-- Start of Passage --

Extra info received and forwarded to list. Copy sent to APT Development Team <deity@lists.debian.org>. (Fri, 12 Aug 2011 15:33:10 GMT) Full text and rfc822 format available.

Message #117 received at 636292@bugs.debian.org (full text, mbox):

From: Henrique de Moraes Holschuh <hmh@debian.org>
To: Dominik Bay <eimann@etherkiller.de>
Cc: jidanni@jidanni.org, 636292@bugs.debian.org, debian-mirrors@lists.debian.org
Subject: Re: Bug#636292: MD5Sum mismatch is due to multiple DNS queries!
Date: Fri, 12 Aug 2011 12:31:15 -0300
On Fri, 12 Aug 2011, Dominik Bay wrote:
> On Fri, Aug 12, 2011 at 03:39, Henrique de Moraes Holschuh
> <hmh@debian.org> wrote:
> > On Fri, 12 Aug 2011, jidanni@jidanni.org wrote:
> >> The checksum will come from a _different_ round robin machine, four out
> >> of five times. It's Russian Roulette. I can't bear to pull the trigger.
> >> A user would have to be crazy to use a round robin mirror until the apt
> >> team finally gets around to fixing this probably one line bug.
> >
> > Now, don't be absurd.

-- End of Passage --

*Stated problem 1*. Copy the records out unchanged, beginning at the line that contains "Set-play tagging: locate each instance of the light green" and continuing through the end of the records.
The bug report excerpt and the records were taken from unrelated sources.

-- Start of Provided records --

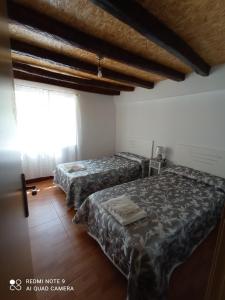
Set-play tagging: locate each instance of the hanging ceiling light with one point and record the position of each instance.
(99, 67)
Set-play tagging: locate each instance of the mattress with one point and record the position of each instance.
(98, 174)
(182, 205)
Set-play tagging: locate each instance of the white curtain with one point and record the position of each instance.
(47, 128)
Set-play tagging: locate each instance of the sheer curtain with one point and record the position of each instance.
(47, 128)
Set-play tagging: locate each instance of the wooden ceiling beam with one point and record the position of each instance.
(66, 78)
(77, 65)
(134, 15)
(57, 30)
(36, 78)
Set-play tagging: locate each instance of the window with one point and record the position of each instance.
(47, 128)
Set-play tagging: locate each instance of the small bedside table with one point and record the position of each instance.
(156, 165)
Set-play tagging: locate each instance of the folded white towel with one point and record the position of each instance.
(75, 168)
(124, 210)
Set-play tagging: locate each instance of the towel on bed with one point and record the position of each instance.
(75, 168)
(124, 210)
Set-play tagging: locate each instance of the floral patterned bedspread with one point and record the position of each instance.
(98, 174)
(182, 205)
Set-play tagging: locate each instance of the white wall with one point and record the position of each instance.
(190, 112)
(97, 133)
(96, 121)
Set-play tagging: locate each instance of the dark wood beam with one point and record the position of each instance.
(36, 78)
(47, 25)
(66, 78)
(63, 60)
(134, 15)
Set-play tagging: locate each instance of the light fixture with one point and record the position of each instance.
(99, 67)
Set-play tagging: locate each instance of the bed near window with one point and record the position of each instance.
(82, 178)
(182, 205)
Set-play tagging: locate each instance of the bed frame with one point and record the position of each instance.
(190, 280)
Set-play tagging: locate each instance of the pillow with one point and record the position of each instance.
(199, 176)
(143, 161)
(132, 156)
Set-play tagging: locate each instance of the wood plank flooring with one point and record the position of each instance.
(61, 249)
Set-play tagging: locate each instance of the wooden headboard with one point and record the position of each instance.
(201, 158)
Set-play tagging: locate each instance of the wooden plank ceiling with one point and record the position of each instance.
(139, 42)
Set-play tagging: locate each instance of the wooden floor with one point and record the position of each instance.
(61, 249)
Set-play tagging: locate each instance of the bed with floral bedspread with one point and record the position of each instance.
(98, 174)
(183, 206)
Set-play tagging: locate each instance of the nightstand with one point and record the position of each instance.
(156, 165)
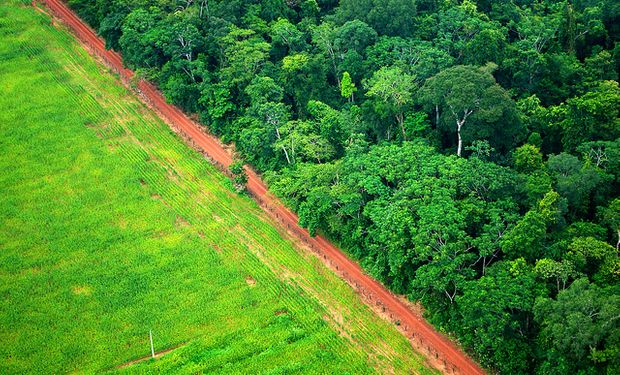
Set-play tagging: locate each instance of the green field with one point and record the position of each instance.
(110, 226)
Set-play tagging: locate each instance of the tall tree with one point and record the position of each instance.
(468, 95)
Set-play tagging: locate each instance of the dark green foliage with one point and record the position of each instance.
(353, 109)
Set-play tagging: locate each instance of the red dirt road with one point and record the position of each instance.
(441, 351)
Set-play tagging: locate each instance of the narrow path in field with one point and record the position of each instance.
(442, 352)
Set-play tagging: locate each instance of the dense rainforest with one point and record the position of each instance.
(466, 153)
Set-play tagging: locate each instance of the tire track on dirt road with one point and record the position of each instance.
(442, 352)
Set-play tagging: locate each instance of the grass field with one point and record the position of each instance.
(110, 227)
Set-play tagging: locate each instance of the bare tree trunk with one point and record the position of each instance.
(288, 160)
(400, 118)
(459, 148)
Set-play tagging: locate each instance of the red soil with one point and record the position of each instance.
(442, 352)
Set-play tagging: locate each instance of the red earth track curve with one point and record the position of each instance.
(447, 355)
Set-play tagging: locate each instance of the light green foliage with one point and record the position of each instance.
(110, 226)
(528, 159)
(392, 90)
(371, 171)
(347, 87)
(581, 327)
(470, 103)
(592, 116)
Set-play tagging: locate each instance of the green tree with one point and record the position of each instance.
(581, 329)
(392, 90)
(469, 95)
(347, 87)
(592, 116)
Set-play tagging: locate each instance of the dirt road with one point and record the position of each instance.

-- End of Provided records --

*Stated problem 2*. Please rewrite the bug report excerpt, beginning at the words "Extra info received" and stopping after "multiple DNS queries!", with "MD5Sum" replaced by "checksum".

*Result 1*.
Set-play tagging: locate each instance of the light green foliage with one point and record the position of each instance.
(110, 226)
(528, 159)
(392, 90)
(371, 171)
(347, 87)
(581, 327)
(470, 103)
(592, 116)
Set-play tagging: locate each instance of the green tree with one point and record the position of each instance.
(581, 329)
(392, 90)
(469, 95)
(347, 87)
(592, 116)
Set-play tagging: locate each instance of the dirt road with one point and record the position of each instance.

*Result 2*.
Extra info received and forwarded to list. Copy sent to APT Development Team <deity@lists.debian.org>. (Fri, 12 Aug 2011 15:33:10 GMT) Full text and rfc822 format available.

Message #117 received at 636292@bugs.debian.org (full text, mbox):

From: Henrique de Moraes Holschuh <hmh@debian.org>
To: Dominik Bay <eimann@etherkiller.de>
Cc: jidanni@jidanni.org, 636292@bugs.debian.org, debian-mirrors@lists.debian.org
Subject: Re: Bug#636292: checksum mismatch is due to multiple DNS queries!